Lines of data
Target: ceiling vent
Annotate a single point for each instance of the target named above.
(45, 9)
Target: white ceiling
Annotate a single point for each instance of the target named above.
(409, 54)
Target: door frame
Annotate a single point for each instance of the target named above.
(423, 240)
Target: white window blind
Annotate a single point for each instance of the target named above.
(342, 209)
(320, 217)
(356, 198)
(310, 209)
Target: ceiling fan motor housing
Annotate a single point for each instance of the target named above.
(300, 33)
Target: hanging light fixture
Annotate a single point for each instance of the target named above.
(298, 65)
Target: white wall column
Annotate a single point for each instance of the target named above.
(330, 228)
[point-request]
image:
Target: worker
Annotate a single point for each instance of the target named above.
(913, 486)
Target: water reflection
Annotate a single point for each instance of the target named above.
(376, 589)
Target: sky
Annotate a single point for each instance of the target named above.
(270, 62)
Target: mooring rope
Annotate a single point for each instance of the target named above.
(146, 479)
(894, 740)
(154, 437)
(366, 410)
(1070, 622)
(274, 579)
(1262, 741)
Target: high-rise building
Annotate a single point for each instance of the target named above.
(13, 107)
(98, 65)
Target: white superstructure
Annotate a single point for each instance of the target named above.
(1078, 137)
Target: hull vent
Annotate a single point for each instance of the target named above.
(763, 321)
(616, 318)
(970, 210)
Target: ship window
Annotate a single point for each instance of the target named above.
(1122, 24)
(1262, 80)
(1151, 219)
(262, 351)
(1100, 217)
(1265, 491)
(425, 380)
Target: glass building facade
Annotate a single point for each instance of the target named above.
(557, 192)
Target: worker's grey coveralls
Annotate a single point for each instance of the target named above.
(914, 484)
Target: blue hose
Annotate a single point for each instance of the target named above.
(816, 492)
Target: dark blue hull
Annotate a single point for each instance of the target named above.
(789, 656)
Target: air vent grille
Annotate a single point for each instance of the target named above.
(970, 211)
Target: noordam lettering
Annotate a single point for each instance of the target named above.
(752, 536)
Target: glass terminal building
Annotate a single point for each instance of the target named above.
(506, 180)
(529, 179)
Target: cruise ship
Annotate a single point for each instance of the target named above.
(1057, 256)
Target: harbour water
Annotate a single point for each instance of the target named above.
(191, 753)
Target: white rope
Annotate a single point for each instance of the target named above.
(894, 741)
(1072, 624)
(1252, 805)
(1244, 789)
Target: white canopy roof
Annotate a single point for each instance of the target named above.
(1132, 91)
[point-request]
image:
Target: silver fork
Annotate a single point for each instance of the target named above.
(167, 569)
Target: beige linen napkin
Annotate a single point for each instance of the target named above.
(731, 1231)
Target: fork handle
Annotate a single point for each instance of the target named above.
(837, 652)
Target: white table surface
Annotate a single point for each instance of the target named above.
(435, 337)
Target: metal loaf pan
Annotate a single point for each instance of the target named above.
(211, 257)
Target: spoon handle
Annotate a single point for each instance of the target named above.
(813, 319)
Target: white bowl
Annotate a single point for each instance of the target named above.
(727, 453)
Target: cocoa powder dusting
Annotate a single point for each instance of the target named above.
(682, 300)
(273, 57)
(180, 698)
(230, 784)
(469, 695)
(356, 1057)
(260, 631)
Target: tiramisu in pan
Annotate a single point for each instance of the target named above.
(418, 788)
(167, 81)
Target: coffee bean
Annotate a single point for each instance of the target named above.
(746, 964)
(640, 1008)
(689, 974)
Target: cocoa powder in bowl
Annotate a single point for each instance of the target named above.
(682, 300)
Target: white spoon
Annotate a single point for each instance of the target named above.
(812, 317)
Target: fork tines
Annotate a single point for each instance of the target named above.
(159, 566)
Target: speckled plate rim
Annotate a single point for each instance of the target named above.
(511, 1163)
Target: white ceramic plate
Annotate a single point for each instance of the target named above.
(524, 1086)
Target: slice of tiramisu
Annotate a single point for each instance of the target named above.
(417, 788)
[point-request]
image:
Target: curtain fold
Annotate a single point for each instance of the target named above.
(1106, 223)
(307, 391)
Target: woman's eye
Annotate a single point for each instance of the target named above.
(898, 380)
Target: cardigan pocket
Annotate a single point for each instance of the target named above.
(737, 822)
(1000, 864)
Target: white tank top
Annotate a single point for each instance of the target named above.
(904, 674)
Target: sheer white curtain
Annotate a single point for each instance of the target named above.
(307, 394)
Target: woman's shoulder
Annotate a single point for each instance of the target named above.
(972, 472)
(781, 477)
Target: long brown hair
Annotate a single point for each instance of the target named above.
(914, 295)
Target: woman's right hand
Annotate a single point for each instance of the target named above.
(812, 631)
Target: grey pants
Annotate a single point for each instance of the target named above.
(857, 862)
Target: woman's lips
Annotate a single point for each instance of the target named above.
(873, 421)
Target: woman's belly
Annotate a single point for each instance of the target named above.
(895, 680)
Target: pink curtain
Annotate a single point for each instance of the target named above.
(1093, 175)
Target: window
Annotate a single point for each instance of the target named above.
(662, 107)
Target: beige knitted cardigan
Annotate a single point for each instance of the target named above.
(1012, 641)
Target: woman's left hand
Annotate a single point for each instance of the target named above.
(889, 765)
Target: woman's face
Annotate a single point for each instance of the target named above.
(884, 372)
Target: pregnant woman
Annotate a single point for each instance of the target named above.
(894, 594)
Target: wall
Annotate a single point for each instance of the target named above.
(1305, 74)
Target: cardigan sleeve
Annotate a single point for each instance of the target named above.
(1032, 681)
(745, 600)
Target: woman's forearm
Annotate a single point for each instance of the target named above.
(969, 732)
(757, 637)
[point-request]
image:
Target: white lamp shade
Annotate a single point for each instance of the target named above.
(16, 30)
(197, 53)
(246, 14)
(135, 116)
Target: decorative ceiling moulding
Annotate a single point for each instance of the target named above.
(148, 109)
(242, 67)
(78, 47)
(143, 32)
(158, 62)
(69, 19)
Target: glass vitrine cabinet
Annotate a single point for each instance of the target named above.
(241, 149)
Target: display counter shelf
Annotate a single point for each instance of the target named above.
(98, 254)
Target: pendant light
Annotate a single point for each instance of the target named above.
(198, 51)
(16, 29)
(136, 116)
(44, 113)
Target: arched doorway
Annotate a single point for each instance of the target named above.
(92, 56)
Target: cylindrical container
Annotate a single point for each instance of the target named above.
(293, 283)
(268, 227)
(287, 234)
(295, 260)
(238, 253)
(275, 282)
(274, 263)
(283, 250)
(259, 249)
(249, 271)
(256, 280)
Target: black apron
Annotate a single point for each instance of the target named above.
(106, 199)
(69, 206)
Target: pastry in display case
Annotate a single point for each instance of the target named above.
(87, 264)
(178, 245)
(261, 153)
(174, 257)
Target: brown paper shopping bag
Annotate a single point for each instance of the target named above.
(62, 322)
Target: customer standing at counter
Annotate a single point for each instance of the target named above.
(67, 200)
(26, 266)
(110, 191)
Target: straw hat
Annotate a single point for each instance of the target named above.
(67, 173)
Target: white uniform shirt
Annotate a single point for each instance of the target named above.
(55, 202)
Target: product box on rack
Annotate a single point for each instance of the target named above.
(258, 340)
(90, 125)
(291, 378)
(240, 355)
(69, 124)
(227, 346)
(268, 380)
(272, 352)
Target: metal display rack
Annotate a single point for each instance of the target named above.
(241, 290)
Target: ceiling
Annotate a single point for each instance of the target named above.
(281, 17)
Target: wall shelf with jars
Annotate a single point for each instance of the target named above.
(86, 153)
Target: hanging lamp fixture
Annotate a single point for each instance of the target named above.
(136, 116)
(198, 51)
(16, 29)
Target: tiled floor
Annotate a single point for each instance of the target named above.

*GOAL*. Extract each entry in full and write it down exactly.

*OUTPUT OF THE EXERCISE*.
Target: ceiling vent
Annotate a single point for each instance of the target named above.
(45, 9)
Target: white ceiling
Annotate a single point for each instance of the target named above.
(409, 54)
Target: door frame
Annotate a single point for each instance of the target named above.
(423, 240)
Target: white window blind
Annotate a single point for each instance of the target named above.
(342, 209)
(320, 217)
(356, 198)
(310, 209)
Target: ceiling fan motor housing
Annotate a single point for each instance of the target named above.
(300, 33)
Target: hanging light fixture
Annotate a single point for each instance of the target named above.
(298, 65)
Target: white wall column
Annotate a single point for each instance of the target named above.
(330, 228)
[point-request]
image:
Target: worker
Annotate a single point for each instance of the target named above.
(913, 486)
Target: water reflection
Annotate a single point for each instance of the target named above.
(376, 589)
Target: sky
Annotate a single point for each instance of the target named above.
(270, 62)
Target: mooring rope
Annotate a single point for each instance of the target named above.
(146, 479)
(894, 740)
(154, 437)
(366, 410)
(1070, 622)
(274, 579)
(1262, 741)
Target: high-rise building
Annotate a single point for each instance of the target named above.
(13, 107)
(98, 65)
Target: white superstructure
Annotate a single point for each instance of the target named above.
(1078, 137)
Target: hull vent
Annotate a single point for each instance of the target named above.
(763, 321)
(616, 318)
(970, 210)
Target: ship window
Annotate a single point for each instance of the target named above.
(1122, 24)
(1262, 80)
(1151, 219)
(262, 351)
(1100, 217)
(1265, 491)
(425, 380)
Target: glass building facade
Annotate a single point for each instance of the target named above.
(557, 192)
Target: worker's grey coveralls
Annotate a single point for each instance of the target named above.
(914, 484)
Target: blue hose
Annotate a single point for each instance of the target named above.
(816, 492)
Target: dark blue hull
Annotate a single point for each instance of the target named above.
(789, 656)
Target: air vent grille
Annotate a single point for each instance of the target named above.
(970, 211)
Target: noordam lettering
Annotate a single point for each instance of the target named above.
(752, 536)
Target: glass terminal building
Annotate a single point for each instance of the target named above.
(506, 180)
(529, 179)
Target: cruise ship
Annotate a single point for each instance of the target named above.
(1057, 256)
Target: harbour water
Annotate a single point for each instance of the target named above.
(191, 753)
Target: white rope
Annotate a single point for each instance of the target named above.
(894, 741)
(1072, 624)
(1252, 805)
(1244, 789)
Target: white canopy roof
Annotate a single point for each instance of the target named above.
(1132, 91)
[point-request]
image:
Target: silver fork
Annotate a single point for each instance of the target named above.
(167, 569)
Target: beige linen napkin
Annotate a single point for each instance of the target named above.
(731, 1231)
Target: fork handle
Annotate a single point for each instance of the target named above.
(837, 652)
Target: white table surface
Annotate a single point for each instance of the target named above.
(435, 337)
Target: metal loaf pan
Annotate a single point for each instance of the target named above.
(211, 257)
Target: spoon handle
Annotate a single point for each instance of the target named above.
(813, 319)
Target: white bowl
Annotate a single point for each instance of the target named above.
(727, 453)
Target: cocoa powder dusting
Annotate a single point for each instance of the target named above.
(682, 300)
(273, 57)
(180, 698)
(230, 784)
(469, 695)
(356, 1057)
(260, 631)
Target: tiramisu in pan
Annotate a single point for each instance of the target named above.
(418, 788)
(167, 81)
Target: coffee bean
Annotate a single point for each instance of the target named above.
(746, 964)
(640, 1008)
(689, 974)
Target: cocoa powder in bowl
Annotate a single point for each instance of the target named above.
(682, 300)
Target: white spoon
Annotate a single point for each instance of the target named above.
(812, 317)
Target: fork tines
Annotate a single point for each instance of the target named above.
(159, 566)
Target: speckled plate rim
Annotate a single point for each instance of the target named above.
(511, 1163)
Target: white ceramic plate
Annotate a single point for each instance of the target named above.
(524, 1086)
Target: slice of tiramisu
Annotate a single point for each instance of the target named above.
(417, 788)
[point-request]
image:
Target: curtain fold
Annotate a single point for each instance of the target named above.
(1106, 223)
(307, 391)
Target: woman's eye
Annotate a single point for each instance of the target named above.
(898, 380)
Target: cardigan pocket
Annotate a single point for each instance of the target named above.
(737, 822)
(1000, 864)
Target: white tank top
Annotate a single point for each instance of the target named above.
(904, 674)
Target: sheer white curtain
Annotate a single point for each instance of the target named above.
(307, 394)
Target: woman's shoulder
Annotate a single point for each instance of the target named above.
(972, 472)
(781, 477)
Target: long brown hair
Annotate a single point for each instance of the target named above.
(914, 295)
Target: woman's right hand
Annotate a single point for each instance of the target named above.
(812, 631)
Target: grey pants
Annotate a single point for each instance of the target named above.
(857, 862)
Target: woman's lips
Annotate a single point for each instance of the target named above.
(873, 421)
Target: woman's belly
Annotate a single point for each instance of the target named above.
(895, 680)
Target: pink curtain
Annotate a single point for each instance of the target named above.
(1093, 175)
Target: window
Annotate a single point for each instance of the target named above.
(662, 107)
Target: beige knitted cardigan
Annotate a single point for each instance of the target named above.
(1012, 641)
Target: woman's left hand
Annotate a single point for each instance of the target named above.
(889, 765)
Target: woman's face
Annotate a single point for each instance of the target named above.
(884, 372)
Target: pregnant woman
Annotate a single point for each instance of the target named above.
(894, 594)
Target: wall
Annotate a single point for each instance of the target named above.
(1305, 74)
Target: cardigan sleeve
Annotate a single point for each instance of the target named above.
(1032, 681)
(745, 600)
Target: woman's forearm
Annotate a single point for each instance of the target named above.
(969, 732)
(757, 637)
[point-request]
image:
Target: white lamp shade
Annotate a single point for each instance of the target named above.
(16, 30)
(197, 53)
(246, 14)
(135, 116)
Target: decorative ceiling moulding
Annotate a single point for each instance of the target named above.
(148, 109)
(242, 67)
(78, 47)
(143, 32)
(158, 62)
(69, 19)
Target: glass vitrine cabinet
Annotate a single point for each instance of the target named above.
(241, 149)
Target: display counter shelf
Annotate a single point for each instance of the target named above.
(98, 254)
Target: pendant light
Annotate a single point for each instance of the target named above.
(198, 51)
(16, 29)
(136, 116)
(44, 113)
Target: arched doorway
Annotate a single point for each instance of the target named above.
(92, 56)
Target: cylindrical container
Annotate a single point for each instance of the target named above.
(293, 283)
(268, 227)
(287, 234)
(295, 260)
(238, 253)
(275, 282)
(274, 263)
(283, 250)
(259, 249)
(249, 271)
(256, 280)
Target: black apron
Annotate a single point for each instance of the target named above.
(106, 199)
(69, 206)
Target: pastry in display case
Annotate a single point for each instance of the target named above.
(87, 264)
(178, 245)
(261, 153)
(174, 257)
Target: brown paper shopping bag
Annotate a single point for each instance of the target named above.
(62, 322)
Target: customer standing at counter
Annotate a single point for each instance of the target named above.
(67, 200)
(26, 266)
(110, 191)
Target: straw hat
Annotate a single point for each instance of the target named above.
(67, 173)
Target: white uniform shirt
Annotate a single point for each instance of the target named above.
(55, 202)
Target: product box on rack
Annotate a single point for each instance of the target named above.
(258, 340)
(90, 125)
(291, 378)
(240, 355)
(69, 124)
(227, 346)
(268, 380)
(272, 352)
Target: metal display rack
Annotate a single point for each instance of the target named above.
(241, 290)
Target: ceiling
Annotate a single point for each instance of the target named above.
(281, 17)
Target: wall shelf with jars
Annotate a single point for each instance of the target named above.
(86, 153)
Target: hanging lamp fixture
Annotate a single point for each instance of the target named above.
(136, 116)
(198, 51)
(16, 29)
Target: tiled floor
Annotate a single point for each instance of the target named above.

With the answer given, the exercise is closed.